**Written problem:** Convert every line of the data below into a JSON list of strings, one string per line, omitting blank lines and leaving out the pictures.

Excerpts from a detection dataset

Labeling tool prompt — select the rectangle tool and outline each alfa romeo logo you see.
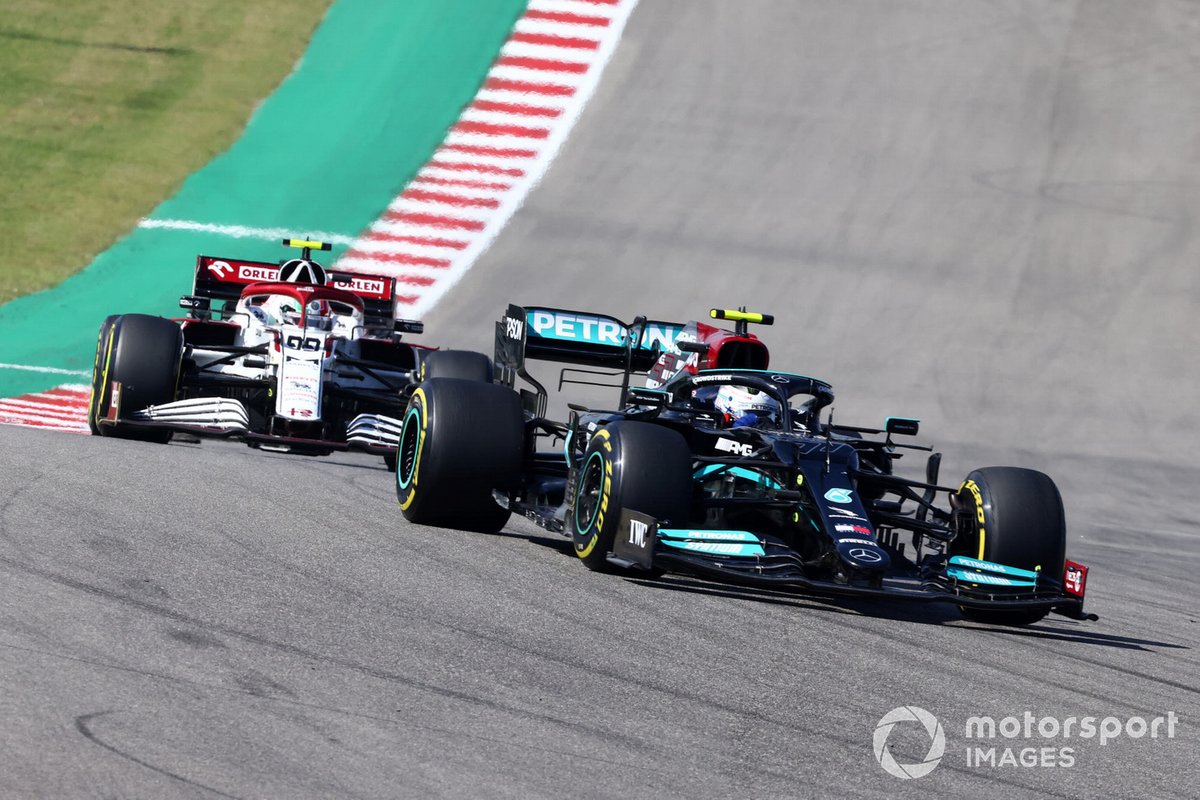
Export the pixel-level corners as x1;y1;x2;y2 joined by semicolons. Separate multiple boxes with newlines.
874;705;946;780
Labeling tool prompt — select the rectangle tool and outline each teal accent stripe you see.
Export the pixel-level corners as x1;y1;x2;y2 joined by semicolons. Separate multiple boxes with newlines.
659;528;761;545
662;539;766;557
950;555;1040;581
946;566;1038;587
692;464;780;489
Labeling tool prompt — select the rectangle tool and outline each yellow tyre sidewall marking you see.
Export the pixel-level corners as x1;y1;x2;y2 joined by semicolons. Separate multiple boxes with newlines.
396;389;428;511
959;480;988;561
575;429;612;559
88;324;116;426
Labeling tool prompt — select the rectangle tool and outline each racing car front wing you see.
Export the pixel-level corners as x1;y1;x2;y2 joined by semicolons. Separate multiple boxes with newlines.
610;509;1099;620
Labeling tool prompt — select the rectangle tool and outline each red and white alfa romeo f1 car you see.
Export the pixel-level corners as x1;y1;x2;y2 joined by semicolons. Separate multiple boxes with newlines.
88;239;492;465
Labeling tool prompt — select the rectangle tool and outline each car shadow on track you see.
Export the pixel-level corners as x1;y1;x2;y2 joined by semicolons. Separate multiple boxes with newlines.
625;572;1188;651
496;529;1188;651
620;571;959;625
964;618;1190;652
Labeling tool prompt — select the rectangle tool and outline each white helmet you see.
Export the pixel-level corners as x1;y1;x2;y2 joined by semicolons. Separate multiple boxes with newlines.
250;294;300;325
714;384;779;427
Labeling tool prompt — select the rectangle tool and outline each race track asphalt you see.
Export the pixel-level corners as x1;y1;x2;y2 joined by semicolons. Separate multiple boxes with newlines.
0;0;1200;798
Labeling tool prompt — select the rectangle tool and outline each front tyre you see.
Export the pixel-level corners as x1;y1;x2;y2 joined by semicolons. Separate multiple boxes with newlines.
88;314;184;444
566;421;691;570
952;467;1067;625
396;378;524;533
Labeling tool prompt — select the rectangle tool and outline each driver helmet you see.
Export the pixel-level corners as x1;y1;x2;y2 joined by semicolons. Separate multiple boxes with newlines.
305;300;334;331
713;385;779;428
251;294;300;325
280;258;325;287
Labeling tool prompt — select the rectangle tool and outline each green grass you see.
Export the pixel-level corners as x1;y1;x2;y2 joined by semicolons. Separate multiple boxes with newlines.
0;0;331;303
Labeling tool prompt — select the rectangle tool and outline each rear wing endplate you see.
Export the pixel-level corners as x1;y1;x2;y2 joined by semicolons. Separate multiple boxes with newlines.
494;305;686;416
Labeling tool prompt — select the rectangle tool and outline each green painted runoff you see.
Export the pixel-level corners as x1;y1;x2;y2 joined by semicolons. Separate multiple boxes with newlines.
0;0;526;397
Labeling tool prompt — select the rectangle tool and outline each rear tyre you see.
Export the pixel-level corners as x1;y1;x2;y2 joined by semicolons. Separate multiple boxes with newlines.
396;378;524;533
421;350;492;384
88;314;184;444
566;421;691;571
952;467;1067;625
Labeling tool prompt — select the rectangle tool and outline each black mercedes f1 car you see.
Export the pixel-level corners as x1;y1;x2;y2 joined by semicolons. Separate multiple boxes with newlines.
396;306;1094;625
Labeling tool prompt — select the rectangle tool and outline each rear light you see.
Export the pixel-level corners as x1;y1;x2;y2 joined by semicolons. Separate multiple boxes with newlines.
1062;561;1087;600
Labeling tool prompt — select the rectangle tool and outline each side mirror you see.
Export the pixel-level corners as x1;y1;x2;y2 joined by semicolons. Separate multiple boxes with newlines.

**Worked answer:**
[
  "Labeling tool prompt — select the rectangle tool and outline each alfa romeo logo you see.",
  "Export the pixel-level corners as x1;y1;x2;y2 joined by semicolons. Separate multiple boxes with newlines.",
  "874;705;946;780",
  "Labeling tool prompt — select the rectangle tool and outline each teal accent stripe you see.",
  "Export the pixel-level corners as x1;y1;x2;y2 joined by semicolons. Separate multiple boxes with newlines.",
  "659;528;761;545",
  "662;539;766;557",
  "950;555;1040;581",
  "946;566;1038;587",
  "692;464;780;489",
  "Labeling tool prompt — select the rectangle tool and outline each yellow tyre sidewall marking you see.",
  "Export the pixel-level corners as x1;y1;x2;y2 joined by semicolons. Separate multiple boxes with newlines.",
  "396;389;428;511",
  "959;480;988;561",
  "575;429;612;559",
  "88;324;116;426",
  "Labeling tool prompt — select the rectangle tool and outline each racing car front wing you see.",
  "Export the pixel-level corners as x1;y1;x2;y2 joined by semicolons. Separate multiple boxes with newlines.",
  "610;509;1099;620",
  "Labeling tool prompt — select the rectangle tool and outline each red and white alfa romeo f1 car you see.",
  "Export the pixel-level corners as x1;y1;x2;y2 joined by semicolons. Separate multiple boxes with newlines.",
  "88;239;492;465",
  "Labeling tool prompt — select the rectangle tool and outline each car shadow on track you see.",
  "Export the pixel-level corners as x1;y1;x2;y2 joined by semicolons. Separate multiple boxes with newlines.",
  "625;572;1188;651",
  "496;529;1188;651",
  "620;571;959;625",
  "964;618;1190;652",
  "Labeling tool prompt — select the rectangle tool and outline each white helmet you see.",
  "Export the pixel-level corners as x1;y1;x2;y2 joined by semicolons. Separate multiple boxes with newlines.",
  "250;294;300;325",
  "714;384;779;427",
  "Labeling tool prompt — select the rectangle tool and outline each race track asphalt you see.",
  "Export the pixel-level corners as x1;y1;x2;y2 joined by semicolons. Separate multiple boxes with newlines.",
  "0;0;1200;798",
  "Labeling tool prompt — select the rectangle tool and outline each front tyre you see.",
  "Export the pixel-level corners as x1;y1;x2;y2 joined by semicolons. Separate multiple boxes with newlines.",
  "88;314;184;444",
  "566;421;691;570",
  "952;467;1067;625",
  "396;378;524;533",
  "Labeling tool prompt — select the rectangle tool and outline each driver helmet you see.",
  "Export the pixel-level corners as x1;y1;x2;y2 joined by semicolons. Separate multiple boxes with newlines.",
  "305;300;334;331",
  "713;385;779;428",
  "251;294;300;325",
  "280;258;325;287",
  "Labeling tool prompt — select the rectangle tool and outline each green grass you see.",
  "Export the pixel-level corners as x1;y1;x2;y2 joined by semicolons. Separate multiple boxes with newlines.",
  "0;0;331;303",
  "Labeling tool prompt — select the rectangle tool and outline each rear wing endplate you see.",
  "Export the pixel-level corners as x1;y1;x2;y2 joined by semicolons. Separate multiple boxes with newlines.",
  "494;305;686;416",
  "Labeling tool prompt — select the rectangle tool and outline each green painted runoff you see.",
  "Export the pixel-level corners as x1;y1;x2;y2 joined by semicolons. Separate multiple boxes with newlines.",
  "0;0;526;397",
  "Labeling tool prompt — select the rectangle tool and outline each rear tyre you see.",
  "Export the pixel-level corners as x1;y1;x2;y2 joined by semicolons. Separate multiple boxes with newlines.",
  "396;378;524;533",
  "421;350;492;384",
  "88;314;184;444",
  "566;421;691;571",
  "952;467;1067;625",
  "Labeling tool prompt — select the rectangle tool and outline each black mercedes f1 car you see.",
  "Export the pixel-level corners as x1;y1;x2;y2 joined by semicolons. Separate multiple boxes with newlines.",
  "396;306;1094;625",
  "Labeling tool prompt — select the rectangle tool and outline each rear light you see.",
  "Export the pixel-level corners as x1;y1;x2;y2 joined by semicolons. Separate multiple boxes with newlines.",
  "1062;561;1087;600",
  "Labeling tool prompt — select the rectangle tool and outline each side mirror you see.",
  "Export the pixel-level corners as x1;y1;x2;y2 joined by semicolons. Separate multiple boxes with newlines."
]